**Action item:**
Retyping the entire listing exactly is the task.

**Dataset records:**
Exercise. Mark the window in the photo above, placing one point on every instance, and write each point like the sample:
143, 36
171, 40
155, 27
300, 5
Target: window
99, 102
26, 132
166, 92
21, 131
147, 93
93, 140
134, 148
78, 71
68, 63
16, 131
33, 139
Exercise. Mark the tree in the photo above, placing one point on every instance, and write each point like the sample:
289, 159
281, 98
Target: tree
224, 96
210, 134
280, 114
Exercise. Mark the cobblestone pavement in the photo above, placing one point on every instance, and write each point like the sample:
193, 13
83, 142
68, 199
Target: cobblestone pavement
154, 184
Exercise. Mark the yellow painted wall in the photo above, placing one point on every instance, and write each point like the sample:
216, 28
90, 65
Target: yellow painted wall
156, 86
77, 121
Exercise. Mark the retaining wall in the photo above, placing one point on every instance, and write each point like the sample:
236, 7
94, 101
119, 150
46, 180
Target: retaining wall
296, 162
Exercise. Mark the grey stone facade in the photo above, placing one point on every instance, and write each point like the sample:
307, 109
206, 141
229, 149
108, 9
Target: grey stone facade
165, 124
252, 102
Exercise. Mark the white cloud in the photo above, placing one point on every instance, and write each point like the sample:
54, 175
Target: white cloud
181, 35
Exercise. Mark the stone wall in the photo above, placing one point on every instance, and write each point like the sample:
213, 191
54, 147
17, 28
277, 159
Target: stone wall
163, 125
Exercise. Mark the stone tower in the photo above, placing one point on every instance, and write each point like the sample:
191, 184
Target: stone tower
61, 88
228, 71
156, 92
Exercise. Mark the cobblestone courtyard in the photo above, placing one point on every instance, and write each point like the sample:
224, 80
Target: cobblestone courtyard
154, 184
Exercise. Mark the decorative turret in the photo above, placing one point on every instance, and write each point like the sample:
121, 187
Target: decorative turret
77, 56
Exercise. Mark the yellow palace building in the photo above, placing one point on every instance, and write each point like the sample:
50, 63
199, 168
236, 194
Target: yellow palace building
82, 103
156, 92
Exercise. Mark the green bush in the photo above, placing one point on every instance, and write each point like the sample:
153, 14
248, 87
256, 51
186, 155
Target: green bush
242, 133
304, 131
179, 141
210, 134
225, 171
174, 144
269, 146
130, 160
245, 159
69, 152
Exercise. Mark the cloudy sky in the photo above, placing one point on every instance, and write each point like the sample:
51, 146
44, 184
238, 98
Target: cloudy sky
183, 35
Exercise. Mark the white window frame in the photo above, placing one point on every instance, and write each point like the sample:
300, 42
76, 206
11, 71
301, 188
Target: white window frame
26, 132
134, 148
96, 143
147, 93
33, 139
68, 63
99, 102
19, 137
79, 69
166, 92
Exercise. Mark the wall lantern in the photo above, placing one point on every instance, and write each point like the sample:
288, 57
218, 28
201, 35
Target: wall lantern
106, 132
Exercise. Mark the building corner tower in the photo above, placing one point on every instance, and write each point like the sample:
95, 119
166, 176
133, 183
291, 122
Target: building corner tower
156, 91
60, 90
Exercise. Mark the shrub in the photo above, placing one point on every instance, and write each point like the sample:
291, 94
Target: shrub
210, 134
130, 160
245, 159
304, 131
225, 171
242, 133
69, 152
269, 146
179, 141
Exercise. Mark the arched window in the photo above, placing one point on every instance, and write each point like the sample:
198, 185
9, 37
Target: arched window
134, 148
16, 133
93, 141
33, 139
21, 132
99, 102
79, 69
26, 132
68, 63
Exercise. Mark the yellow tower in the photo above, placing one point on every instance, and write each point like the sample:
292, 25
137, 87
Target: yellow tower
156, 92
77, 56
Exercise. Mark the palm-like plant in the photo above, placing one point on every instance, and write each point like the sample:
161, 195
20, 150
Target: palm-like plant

**Solution for this task:**
Exercise. Mark the window in the photo above, placing one point on every instance, and write each point like the sample:
143, 36
171, 40
155, 27
300, 5
Target: window
99, 102
26, 132
166, 92
21, 131
147, 93
93, 140
134, 148
78, 71
68, 63
16, 131
33, 139
Exercise. Mark the tree in the photo above, placing one point on every instance, and write each point like the sample:
289, 159
281, 98
Target: tree
224, 96
210, 134
280, 114
Exercise. Mark the cobblestone pavement in the photo above, placing one point on every instance, and write each point like the sample:
193, 13
83, 142
68, 199
Target: cobblestone pavement
154, 184
Exercise. Mark the yellow painted wall in the photo above, placing one point on every instance, and write each point like the sample:
216, 28
90, 65
Target: yellow painted wall
156, 86
77, 121
Exercise. Mark the retaining wall in the photo above, placing one point on every instance, and write each point like the sample:
236, 7
94, 101
119, 150
46, 180
Target: retaining wall
296, 162
Exercise. Mark the grey stone facade in the photo above, placing one point on every instance, and write each point like the sample:
307, 109
206, 141
229, 149
108, 9
Target: grey stone facade
165, 124
252, 102
Exercise. Mark the white cloud in the photo above, placing one point on every instance, and write each point like the sample:
54, 175
Target: white cloud
181, 35
Exercise. Mark the stone wall in the photo above, placing one point on every instance, and write each point like the sample:
213, 191
54, 147
17, 28
277, 159
Target: stone wall
163, 125
Exercise. Mark the stone tower in the photo above, placing one point on every instance, and write each point like the sample:
191, 184
Target: stone tower
61, 88
228, 71
156, 92
Exercise. Mark the cobblestone courtyard in the photo above, placing one point on every instance, and write each point like the sample:
224, 80
Target: cobblestone courtyard
154, 184
Exercise. Mark the decorative turret in the photo above, placing one point on every instance, and write each point like the sample:
121, 187
Target: decorative turret
77, 56
Exercise. Mark the yellow palace building in the photo above, placing one point on every instance, and write each point like the sample:
50, 63
199, 168
236, 194
Target: yellow palace building
82, 103
156, 92
Exercise. Mark the green bush in the photo above, placing one point on every instance, and write each point like the sample:
153, 14
248, 87
256, 51
186, 155
Target: green bush
242, 133
304, 131
179, 141
210, 134
225, 171
174, 144
269, 146
130, 160
245, 159
69, 152
Exercise. Mark the cloudy sky in the photo above, placing one point on every instance, and write each point like the sample:
51, 146
44, 184
238, 98
Target: cloudy sky
183, 35
Exercise. Mark the white window frame in the photo above, placing one point on every instance, and write each point like the sample:
300, 42
76, 206
11, 71
301, 188
Target: white window frame
26, 132
134, 148
96, 143
147, 93
33, 139
68, 63
99, 102
19, 137
79, 69
166, 92
Exercise. Mark the wall lantern in the photo above, placing one point on every instance, and write each point like the sample:
288, 57
218, 28
201, 35
Target: wall lantern
106, 132
Exercise. Mark the building corner tower in the photo above, placing one point on every instance, and write each point like the sample:
95, 119
166, 176
133, 183
291, 122
Target: building corner tower
156, 91
60, 90
Exercise. Mark the shrub in the photo above, placing one point on every instance, and write each point like the sample:
291, 94
Target: shrub
210, 134
130, 160
245, 159
304, 131
225, 171
242, 133
69, 152
269, 146
179, 141
Exercise. Mark the arched window in the photo above, placing one point on every instance, and write each point like the sample:
198, 185
9, 37
Target: arched window
134, 148
16, 133
93, 141
33, 139
21, 132
99, 102
79, 69
26, 132
68, 63
Exercise. Mark the yellow tower in the photo above, placing one point on every instance, and write each point like the sample:
292, 25
137, 87
Target: yellow tower
156, 92
77, 56
Exercise. Mark the palm-like plant in the photo above, placing one point on every instance, and write each point like the sample:
161, 195
20, 150
Target: palm-like plant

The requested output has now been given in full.